## Work to be completed:
Print the listing that follows, character for character.

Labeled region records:

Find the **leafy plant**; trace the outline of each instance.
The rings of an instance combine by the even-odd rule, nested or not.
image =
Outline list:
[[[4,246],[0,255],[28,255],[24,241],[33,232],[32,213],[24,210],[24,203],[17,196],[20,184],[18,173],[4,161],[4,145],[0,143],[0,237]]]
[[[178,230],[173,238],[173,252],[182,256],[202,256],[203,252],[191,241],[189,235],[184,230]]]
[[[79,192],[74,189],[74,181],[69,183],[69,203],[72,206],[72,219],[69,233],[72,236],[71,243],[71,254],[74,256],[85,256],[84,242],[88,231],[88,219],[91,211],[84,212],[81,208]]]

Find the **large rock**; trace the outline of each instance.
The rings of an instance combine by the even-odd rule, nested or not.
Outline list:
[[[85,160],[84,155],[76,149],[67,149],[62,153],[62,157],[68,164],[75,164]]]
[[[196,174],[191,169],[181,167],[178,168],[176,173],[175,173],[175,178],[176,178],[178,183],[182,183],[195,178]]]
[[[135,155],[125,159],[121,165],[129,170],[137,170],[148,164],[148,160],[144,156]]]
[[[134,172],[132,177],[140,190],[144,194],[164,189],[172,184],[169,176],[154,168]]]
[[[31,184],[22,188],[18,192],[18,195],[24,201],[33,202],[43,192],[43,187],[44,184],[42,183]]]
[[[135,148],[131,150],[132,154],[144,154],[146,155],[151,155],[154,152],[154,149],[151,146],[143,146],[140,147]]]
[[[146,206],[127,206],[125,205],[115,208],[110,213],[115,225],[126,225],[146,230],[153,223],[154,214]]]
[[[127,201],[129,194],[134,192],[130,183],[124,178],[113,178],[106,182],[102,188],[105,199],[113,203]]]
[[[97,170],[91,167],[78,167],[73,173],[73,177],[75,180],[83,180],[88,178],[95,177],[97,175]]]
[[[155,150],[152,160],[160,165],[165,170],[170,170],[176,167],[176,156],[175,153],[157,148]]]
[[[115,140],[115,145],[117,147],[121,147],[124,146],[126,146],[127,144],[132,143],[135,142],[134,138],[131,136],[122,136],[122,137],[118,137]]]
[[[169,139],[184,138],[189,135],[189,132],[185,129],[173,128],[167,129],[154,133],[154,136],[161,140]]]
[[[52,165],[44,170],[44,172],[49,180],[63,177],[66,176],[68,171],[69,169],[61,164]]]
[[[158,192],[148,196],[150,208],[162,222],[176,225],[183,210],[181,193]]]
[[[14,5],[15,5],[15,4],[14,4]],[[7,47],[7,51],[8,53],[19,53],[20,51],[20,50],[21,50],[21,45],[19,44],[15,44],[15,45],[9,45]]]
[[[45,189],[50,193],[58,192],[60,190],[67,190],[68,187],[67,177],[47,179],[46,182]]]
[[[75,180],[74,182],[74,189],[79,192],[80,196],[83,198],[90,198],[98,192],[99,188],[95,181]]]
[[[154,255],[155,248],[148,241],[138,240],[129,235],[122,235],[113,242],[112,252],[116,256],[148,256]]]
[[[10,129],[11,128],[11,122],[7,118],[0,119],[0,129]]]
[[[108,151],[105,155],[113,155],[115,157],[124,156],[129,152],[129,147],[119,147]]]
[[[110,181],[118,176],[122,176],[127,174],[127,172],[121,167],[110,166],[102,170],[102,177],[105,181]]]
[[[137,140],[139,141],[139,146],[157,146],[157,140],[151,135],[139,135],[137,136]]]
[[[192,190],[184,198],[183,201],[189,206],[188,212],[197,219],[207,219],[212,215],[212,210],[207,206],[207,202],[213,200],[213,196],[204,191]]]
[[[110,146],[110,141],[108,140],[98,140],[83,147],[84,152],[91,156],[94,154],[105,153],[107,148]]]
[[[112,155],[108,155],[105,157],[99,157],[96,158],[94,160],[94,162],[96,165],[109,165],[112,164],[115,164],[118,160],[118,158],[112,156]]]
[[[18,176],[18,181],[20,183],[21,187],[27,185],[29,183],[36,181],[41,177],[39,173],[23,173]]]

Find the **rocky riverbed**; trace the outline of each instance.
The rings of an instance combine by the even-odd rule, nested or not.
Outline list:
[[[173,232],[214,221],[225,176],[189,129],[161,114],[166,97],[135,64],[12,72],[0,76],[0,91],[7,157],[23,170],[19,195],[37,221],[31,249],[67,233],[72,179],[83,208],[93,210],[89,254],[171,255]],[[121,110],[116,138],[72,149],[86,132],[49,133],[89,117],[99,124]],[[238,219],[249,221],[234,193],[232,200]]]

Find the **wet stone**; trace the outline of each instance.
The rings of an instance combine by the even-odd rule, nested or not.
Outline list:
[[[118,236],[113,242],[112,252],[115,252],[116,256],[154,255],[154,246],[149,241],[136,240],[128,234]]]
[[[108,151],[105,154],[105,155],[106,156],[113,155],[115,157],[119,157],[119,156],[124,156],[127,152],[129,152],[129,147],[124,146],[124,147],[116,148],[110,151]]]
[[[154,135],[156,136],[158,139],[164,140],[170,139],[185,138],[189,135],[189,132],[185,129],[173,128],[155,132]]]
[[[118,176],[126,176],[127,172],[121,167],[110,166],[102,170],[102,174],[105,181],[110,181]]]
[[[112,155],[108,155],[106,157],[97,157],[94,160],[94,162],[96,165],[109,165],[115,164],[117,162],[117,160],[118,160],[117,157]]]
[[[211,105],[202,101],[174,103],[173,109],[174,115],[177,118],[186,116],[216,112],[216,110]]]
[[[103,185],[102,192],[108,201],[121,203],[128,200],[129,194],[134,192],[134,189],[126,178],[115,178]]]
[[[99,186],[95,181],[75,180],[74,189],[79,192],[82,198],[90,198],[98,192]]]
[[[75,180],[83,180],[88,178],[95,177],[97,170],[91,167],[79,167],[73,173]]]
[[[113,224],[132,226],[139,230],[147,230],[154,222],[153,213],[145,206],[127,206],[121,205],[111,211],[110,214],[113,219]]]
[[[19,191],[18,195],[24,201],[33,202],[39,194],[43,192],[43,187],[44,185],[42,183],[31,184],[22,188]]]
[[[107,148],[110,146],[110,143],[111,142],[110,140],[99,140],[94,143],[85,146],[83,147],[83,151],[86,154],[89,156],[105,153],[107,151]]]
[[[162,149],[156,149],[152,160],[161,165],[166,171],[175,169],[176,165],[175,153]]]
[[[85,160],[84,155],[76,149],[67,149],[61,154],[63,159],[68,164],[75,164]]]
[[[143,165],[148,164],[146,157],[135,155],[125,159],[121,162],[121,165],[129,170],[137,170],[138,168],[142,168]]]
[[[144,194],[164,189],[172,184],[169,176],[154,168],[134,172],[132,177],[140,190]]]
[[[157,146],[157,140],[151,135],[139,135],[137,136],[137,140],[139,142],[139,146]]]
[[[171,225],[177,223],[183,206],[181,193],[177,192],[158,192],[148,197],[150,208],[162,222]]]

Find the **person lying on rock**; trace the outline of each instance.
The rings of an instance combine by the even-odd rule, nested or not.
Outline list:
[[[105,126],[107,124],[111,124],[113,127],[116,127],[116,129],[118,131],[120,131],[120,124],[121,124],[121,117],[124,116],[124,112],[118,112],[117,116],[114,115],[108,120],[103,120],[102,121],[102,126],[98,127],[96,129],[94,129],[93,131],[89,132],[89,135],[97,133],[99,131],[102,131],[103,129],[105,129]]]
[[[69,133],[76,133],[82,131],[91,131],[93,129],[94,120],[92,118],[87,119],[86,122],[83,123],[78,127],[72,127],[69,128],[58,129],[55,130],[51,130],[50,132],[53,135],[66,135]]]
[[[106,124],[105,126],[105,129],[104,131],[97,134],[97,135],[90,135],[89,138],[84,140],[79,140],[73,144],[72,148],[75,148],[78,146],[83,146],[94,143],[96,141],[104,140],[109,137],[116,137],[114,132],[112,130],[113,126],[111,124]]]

## Final result:
Find the **leafy plant**; trace the outline of each instance.
The rings of an instance combine by the even-odd rule, nested or not.
image =
Outline list:
[[[4,246],[0,255],[28,255],[24,241],[33,232],[32,213],[24,210],[24,203],[17,196],[20,184],[18,173],[4,161],[4,145],[0,143],[0,237]]]
[[[178,230],[173,238],[173,252],[182,256],[202,256],[203,252],[191,241],[189,235],[184,230]]]
[[[79,192],[74,189],[74,181],[69,183],[69,203],[72,206],[72,219],[69,233],[72,236],[71,243],[71,254],[74,256],[85,256],[84,242],[88,231],[88,219],[91,211],[84,212],[81,208]]]

Find the **large rock**; trace the outline of each instance.
The rings of an instance combine by the even-odd rule, nested or not.
Outline list:
[[[85,160],[84,155],[76,149],[67,149],[62,153],[62,157],[68,164],[75,164]]]
[[[196,174],[191,169],[181,167],[178,168],[176,173],[175,173],[175,178],[176,178],[178,183],[182,183],[195,178]]]
[[[135,155],[125,159],[121,165],[129,170],[137,170],[148,164],[148,160],[144,156]]]
[[[134,172],[132,177],[140,190],[144,194],[164,189],[172,184],[169,176],[154,168]]]
[[[31,184],[22,188],[18,192],[18,195],[24,201],[33,202],[43,192],[43,187],[44,184],[42,183]]]
[[[135,148],[131,150],[132,154],[144,154],[146,155],[151,155],[154,152],[154,149],[151,146],[143,146],[140,147]]]
[[[146,206],[127,206],[125,205],[115,208],[110,213],[115,225],[126,225],[146,230],[153,223],[154,214]]]
[[[127,201],[129,194],[134,192],[130,183],[124,178],[113,178],[106,182],[102,188],[105,199],[113,203]]]
[[[97,170],[91,167],[78,167],[73,173],[73,177],[75,180],[83,180],[88,178],[95,177],[97,175]]]
[[[155,150],[152,160],[160,165],[165,170],[170,170],[176,167],[176,156],[175,153],[157,148]]]
[[[115,140],[115,145],[117,147],[121,147],[124,146],[126,146],[127,144],[132,143],[135,142],[134,138],[131,136],[122,136],[122,137],[118,137]]]
[[[169,139],[184,138],[189,135],[189,132],[185,129],[173,128],[167,129],[154,133],[154,136],[161,140]]]
[[[52,165],[44,170],[44,172],[49,180],[63,177],[66,176],[68,171],[69,169],[61,164]]]
[[[158,192],[148,196],[150,208],[162,222],[176,225],[183,210],[181,193]]]
[[[14,5],[15,5],[15,4],[14,4]],[[7,47],[7,51],[8,53],[19,53],[20,51],[20,50],[21,50],[21,45],[19,44],[15,44],[15,45],[9,45]]]
[[[45,189],[50,193],[58,192],[60,190],[67,190],[68,187],[67,177],[47,179],[46,182]]]
[[[75,180],[74,182],[74,189],[79,192],[80,196],[83,198],[90,198],[98,192],[99,188],[95,181]]]
[[[154,255],[155,248],[148,241],[138,240],[129,235],[122,235],[113,242],[112,252],[116,256],[148,256]]]
[[[10,129],[11,128],[11,122],[7,118],[0,119],[0,129]]]
[[[108,151],[105,155],[113,155],[115,157],[124,156],[129,152],[129,147],[119,147]]]
[[[110,181],[118,176],[122,176],[127,174],[127,172],[121,167],[110,166],[102,170],[102,177],[105,181]]]
[[[137,140],[139,141],[139,146],[157,146],[157,140],[151,135],[139,135],[137,136]]]
[[[192,190],[184,198],[183,201],[189,206],[188,212],[197,219],[207,219],[212,215],[212,210],[207,206],[207,202],[213,200],[213,196],[204,191]]]
[[[110,146],[110,141],[108,140],[98,140],[83,147],[84,152],[91,156],[94,154],[105,153],[107,148]]]
[[[112,155],[108,155],[105,157],[99,157],[96,158],[94,160],[94,162],[96,165],[109,165],[112,164],[115,164],[118,160],[118,158],[112,156]]]
[[[18,176],[18,181],[20,183],[21,187],[27,185],[29,183],[36,181],[41,177],[39,173],[23,173]]]

Find the **rocky riverbed**; trace the outline of each instance.
The rings of an instance combine by the even-odd rule, nested or not.
Outline list:
[[[173,232],[214,221],[225,176],[189,129],[161,114],[166,97],[135,64],[12,72],[0,76],[0,91],[7,157],[23,170],[19,195],[37,221],[31,249],[67,233],[72,179],[83,208],[93,210],[89,254],[171,255]],[[121,110],[116,138],[72,149],[86,132],[49,133],[89,117],[99,124]],[[238,219],[249,221],[234,193],[232,200]]]

Find the **wet stone**; trace the outline of each instance.
The rings of an instance combine by the even-odd rule, nested or not.
Outline list:
[[[118,236],[113,242],[112,252],[115,252],[116,256],[154,255],[154,246],[149,241],[136,240],[128,234]]]
[[[108,151],[105,154],[105,155],[106,156],[113,155],[115,157],[119,157],[119,156],[124,156],[127,152],[129,152],[129,147],[124,146],[124,147],[116,148],[110,151]]]
[[[154,135],[156,136],[158,139],[164,140],[170,139],[185,138],[189,135],[189,132],[185,129],[173,128],[155,132]]]
[[[118,176],[126,176],[127,172],[121,167],[110,166],[102,170],[102,174],[105,181],[110,181]]]
[[[112,155],[108,155],[106,157],[97,157],[94,160],[94,162],[96,165],[109,165],[115,164],[117,162],[117,160],[118,160],[117,157]]]
[[[211,105],[202,101],[174,103],[173,109],[174,115],[177,118],[186,116],[216,112],[216,110]]]
[[[103,185],[102,192],[108,201],[121,203],[128,200],[129,194],[134,192],[134,189],[126,178],[115,178]]]
[[[99,186],[95,181],[75,180],[74,189],[79,192],[82,198],[90,198],[98,192]]]
[[[75,180],[83,180],[88,178],[95,177],[97,170],[91,167],[79,167],[73,173]]]
[[[113,224],[132,226],[139,230],[147,230],[154,222],[153,213],[145,206],[127,206],[121,205],[111,211],[110,214],[113,219]]]
[[[19,191],[18,195],[24,201],[33,202],[39,194],[43,192],[43,187],[44,185],[42,183],[31,184],[22,188]]]
[[[107,148],[110,146],[110,143],[111,142],[110,140],[99,140],[94,143],[85,146],[83,147],[83,151],[86,154],[89,156],[105,153],[107,151]]]
[[[162,149],[156,149],[152,160],[161,165],[166,171],[175,169],[176,165],[175,153]]]
[[[85,160],[84,155],[76,149],[67,149],[61,154],[63,159],[68,164],[75,164]]]
[[[143,165],[148,164],[146,157],[135,155],[125,159],[121,162],[121,165],[129,170],[137,170],[138,168],[142,168]]]
[[[144,194],[164,189],[172,184],[169,176],[154,168],[134,172],[132,177],[140,190]]]
[[[157,146],[157,140],[151,135],[139,135],[137,136],[137,140],[139,142],[139,146]]]
[[[171,225],[177,223],[183,206],[181,193],[177,192],[158,192],[148,197],[150,208],[162,222]]]

Find the **person lying on rock**; trace the outline of each instance.
The rings of an instance combine by the even-odd rule, nested or not.
Outline list:
[[[105,126],[107,124],[111,124],[113,127],[116,127],[116,129],[118,131],[120,131],[120,124],[121,124],[121,117],[124,116],[124,112],[118,112],[117,116],[114,115],[108,120],[103,120],[102,121],[102,126],[98,127],[96,129],[94,129],[93,131],[89,132],[89,135],[97,133],[99,131],[102,131],[103,129],[105,129]]]
[[[69,133],[76,133],[82,131],[91,131],[93,129],[94,120],[92,118],[87,119],[86,122],[83,123],[78,127],[72,127],[69,128],[58,129],[55,130],[51,130],[50,132],[53,135],[66,135]]]
[[[106,124],[105,126],[105,129],[104,131],[97,134],[97,135],[90,135],[89,138],[84,140],[79,140],[73,144],[72,148],[75,148],[78,146],[83,146],[94,143],[96,141],[104,140],[109,137],[116,137],[114,132],[112,130],[113,126],[111,124]]]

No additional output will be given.